§ **Exercise aim**: Show each line from the entries below that contains the word "metal", copied whole. Case matters.

§ **Data provided**:
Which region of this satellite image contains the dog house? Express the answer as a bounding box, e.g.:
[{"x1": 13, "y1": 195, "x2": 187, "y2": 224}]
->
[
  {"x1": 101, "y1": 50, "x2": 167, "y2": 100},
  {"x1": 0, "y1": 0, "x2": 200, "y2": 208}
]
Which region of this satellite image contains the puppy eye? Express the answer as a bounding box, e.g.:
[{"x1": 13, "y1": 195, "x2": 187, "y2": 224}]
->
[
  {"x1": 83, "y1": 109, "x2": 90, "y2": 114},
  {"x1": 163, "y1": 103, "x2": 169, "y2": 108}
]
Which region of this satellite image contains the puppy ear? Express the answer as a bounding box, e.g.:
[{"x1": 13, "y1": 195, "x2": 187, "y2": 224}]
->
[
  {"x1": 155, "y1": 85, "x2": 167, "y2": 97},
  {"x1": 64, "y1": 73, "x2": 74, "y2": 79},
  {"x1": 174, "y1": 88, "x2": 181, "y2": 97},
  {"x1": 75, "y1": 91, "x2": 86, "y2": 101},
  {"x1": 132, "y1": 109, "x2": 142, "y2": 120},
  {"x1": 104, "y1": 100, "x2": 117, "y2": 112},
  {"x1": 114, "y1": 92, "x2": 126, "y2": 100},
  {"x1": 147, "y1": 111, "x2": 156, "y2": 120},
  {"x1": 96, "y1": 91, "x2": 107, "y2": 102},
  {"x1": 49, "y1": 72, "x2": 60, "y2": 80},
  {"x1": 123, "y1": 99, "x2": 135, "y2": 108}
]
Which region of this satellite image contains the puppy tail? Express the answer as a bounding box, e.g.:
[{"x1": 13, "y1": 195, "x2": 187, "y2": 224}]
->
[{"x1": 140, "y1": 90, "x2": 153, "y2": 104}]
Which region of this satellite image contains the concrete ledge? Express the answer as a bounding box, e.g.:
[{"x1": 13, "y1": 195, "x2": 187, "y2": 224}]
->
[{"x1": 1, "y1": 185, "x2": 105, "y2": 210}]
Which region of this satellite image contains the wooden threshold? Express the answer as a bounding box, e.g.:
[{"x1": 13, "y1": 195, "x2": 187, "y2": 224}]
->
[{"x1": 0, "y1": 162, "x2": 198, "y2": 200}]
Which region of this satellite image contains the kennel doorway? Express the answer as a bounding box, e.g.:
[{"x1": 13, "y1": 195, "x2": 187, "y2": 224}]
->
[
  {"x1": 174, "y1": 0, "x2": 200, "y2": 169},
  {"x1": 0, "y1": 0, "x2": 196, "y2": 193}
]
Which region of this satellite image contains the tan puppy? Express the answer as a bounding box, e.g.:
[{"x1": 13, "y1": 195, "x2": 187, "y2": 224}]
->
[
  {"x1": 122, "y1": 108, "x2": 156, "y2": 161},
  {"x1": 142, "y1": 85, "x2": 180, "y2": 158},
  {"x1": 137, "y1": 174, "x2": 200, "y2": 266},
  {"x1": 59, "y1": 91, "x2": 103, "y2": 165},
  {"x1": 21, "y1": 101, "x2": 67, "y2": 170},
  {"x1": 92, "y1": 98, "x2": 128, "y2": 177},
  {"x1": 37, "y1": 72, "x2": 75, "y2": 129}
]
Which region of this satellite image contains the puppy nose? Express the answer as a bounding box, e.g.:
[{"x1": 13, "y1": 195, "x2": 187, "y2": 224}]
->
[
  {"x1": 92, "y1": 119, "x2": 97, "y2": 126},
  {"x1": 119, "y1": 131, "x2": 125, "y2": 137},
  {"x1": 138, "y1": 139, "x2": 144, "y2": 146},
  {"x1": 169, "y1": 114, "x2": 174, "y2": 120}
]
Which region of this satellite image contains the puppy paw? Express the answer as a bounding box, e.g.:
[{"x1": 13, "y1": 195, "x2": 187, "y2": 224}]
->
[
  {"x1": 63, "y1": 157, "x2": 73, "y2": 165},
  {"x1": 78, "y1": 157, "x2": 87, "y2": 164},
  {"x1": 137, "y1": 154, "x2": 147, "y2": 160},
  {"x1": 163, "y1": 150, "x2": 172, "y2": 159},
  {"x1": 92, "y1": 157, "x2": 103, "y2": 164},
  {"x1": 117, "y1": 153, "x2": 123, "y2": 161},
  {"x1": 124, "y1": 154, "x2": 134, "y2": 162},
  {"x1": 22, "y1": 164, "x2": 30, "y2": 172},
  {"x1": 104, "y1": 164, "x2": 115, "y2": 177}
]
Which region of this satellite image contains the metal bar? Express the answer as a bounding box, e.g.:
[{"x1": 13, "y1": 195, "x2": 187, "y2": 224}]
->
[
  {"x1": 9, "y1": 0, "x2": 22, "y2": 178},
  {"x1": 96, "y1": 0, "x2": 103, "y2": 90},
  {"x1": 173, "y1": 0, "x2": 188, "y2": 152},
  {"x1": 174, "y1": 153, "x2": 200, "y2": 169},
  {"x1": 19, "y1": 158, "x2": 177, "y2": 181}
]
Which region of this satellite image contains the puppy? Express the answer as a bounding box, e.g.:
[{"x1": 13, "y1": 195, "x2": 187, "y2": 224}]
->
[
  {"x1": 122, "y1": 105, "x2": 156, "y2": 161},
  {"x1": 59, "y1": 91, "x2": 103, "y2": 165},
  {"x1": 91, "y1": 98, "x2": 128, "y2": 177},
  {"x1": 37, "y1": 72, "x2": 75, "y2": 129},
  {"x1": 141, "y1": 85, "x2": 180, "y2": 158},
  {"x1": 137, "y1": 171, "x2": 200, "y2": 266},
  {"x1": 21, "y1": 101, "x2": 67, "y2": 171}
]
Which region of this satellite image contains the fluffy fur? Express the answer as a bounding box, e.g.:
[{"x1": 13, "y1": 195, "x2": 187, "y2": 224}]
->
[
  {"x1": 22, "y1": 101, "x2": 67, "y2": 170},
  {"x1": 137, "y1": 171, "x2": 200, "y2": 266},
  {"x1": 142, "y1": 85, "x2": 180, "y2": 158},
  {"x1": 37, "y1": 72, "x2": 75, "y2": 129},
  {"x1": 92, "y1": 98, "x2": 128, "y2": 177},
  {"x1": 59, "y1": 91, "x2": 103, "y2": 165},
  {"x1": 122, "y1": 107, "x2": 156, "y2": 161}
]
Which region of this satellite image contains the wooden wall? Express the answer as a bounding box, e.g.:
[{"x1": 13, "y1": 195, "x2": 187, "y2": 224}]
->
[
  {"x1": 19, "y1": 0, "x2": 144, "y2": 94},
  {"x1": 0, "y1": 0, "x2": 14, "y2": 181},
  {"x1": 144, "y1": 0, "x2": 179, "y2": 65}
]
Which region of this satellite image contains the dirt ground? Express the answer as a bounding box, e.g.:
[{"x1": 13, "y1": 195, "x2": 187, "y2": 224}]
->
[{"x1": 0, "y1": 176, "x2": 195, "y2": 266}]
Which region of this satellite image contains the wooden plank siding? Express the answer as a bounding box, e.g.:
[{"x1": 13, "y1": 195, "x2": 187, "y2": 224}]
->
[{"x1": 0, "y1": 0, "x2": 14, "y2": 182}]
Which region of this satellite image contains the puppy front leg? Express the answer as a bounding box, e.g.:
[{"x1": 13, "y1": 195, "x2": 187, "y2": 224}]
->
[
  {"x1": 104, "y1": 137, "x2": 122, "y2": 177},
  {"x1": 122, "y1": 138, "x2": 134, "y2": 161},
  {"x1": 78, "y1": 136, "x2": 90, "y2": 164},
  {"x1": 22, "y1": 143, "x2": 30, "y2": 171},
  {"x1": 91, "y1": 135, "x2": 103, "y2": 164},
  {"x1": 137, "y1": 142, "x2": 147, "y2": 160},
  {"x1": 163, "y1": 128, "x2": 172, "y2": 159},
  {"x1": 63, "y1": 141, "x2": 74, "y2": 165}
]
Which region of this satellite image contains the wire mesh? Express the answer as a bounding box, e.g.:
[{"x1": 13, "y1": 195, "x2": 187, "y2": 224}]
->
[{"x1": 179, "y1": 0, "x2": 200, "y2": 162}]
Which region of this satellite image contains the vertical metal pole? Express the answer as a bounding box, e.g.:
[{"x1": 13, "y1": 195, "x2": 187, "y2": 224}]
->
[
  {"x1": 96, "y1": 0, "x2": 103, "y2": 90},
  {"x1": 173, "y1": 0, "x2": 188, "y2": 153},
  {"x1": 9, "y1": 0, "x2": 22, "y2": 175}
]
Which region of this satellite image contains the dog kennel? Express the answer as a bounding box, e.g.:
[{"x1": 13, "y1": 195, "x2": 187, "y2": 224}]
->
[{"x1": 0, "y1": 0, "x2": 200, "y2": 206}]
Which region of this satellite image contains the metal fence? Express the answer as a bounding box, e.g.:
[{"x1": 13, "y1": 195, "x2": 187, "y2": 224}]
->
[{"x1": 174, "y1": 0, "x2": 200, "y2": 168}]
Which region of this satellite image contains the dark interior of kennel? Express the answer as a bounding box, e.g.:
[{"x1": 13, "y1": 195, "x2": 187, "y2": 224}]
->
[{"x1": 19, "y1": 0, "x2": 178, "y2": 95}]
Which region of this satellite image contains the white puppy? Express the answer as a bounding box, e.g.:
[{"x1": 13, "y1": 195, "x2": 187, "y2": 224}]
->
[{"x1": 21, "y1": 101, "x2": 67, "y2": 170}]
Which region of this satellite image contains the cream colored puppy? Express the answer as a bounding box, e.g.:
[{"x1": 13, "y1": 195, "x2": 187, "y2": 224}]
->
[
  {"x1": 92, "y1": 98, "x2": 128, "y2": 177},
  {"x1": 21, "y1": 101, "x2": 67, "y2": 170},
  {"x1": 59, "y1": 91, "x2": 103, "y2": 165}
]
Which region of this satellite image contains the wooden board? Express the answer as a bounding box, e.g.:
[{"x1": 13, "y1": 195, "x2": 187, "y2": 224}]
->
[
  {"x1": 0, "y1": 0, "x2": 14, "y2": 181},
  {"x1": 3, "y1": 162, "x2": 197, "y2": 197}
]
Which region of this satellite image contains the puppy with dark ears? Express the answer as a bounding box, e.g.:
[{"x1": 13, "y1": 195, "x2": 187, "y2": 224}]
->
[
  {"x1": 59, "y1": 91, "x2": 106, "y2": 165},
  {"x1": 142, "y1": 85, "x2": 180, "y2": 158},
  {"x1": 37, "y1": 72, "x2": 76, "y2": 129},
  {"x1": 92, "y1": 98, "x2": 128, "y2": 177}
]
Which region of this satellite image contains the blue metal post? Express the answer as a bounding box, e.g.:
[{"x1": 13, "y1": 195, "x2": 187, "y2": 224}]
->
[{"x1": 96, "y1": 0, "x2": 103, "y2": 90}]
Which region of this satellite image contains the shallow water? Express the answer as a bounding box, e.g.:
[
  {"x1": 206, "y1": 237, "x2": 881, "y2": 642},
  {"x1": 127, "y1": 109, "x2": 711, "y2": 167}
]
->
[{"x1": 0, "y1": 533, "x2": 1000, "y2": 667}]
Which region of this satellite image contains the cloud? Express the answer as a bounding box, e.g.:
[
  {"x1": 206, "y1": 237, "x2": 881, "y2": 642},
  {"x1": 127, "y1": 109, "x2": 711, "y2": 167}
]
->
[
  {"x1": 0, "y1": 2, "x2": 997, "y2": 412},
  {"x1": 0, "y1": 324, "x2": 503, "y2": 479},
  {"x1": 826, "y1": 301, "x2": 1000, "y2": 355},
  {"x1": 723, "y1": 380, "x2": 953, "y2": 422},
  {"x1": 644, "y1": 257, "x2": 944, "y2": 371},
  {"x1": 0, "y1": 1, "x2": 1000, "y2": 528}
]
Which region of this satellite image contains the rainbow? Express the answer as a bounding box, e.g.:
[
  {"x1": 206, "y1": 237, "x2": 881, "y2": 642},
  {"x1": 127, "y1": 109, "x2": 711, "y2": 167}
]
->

§ **Expected answer**:
Which region of this satellite image contains the metal bar? Express the answer as a bounding box, e.g.:
Which region of this satellite image contains the vertical metal pole? Express the answer as a bounding box, e.g.:
Which region of this satellite image contains the metal fence? Express the answer as a bounding box, e.g.:
Which region of this satellite image contains the blue metal post? Express the answer as a bounding box, e.g.:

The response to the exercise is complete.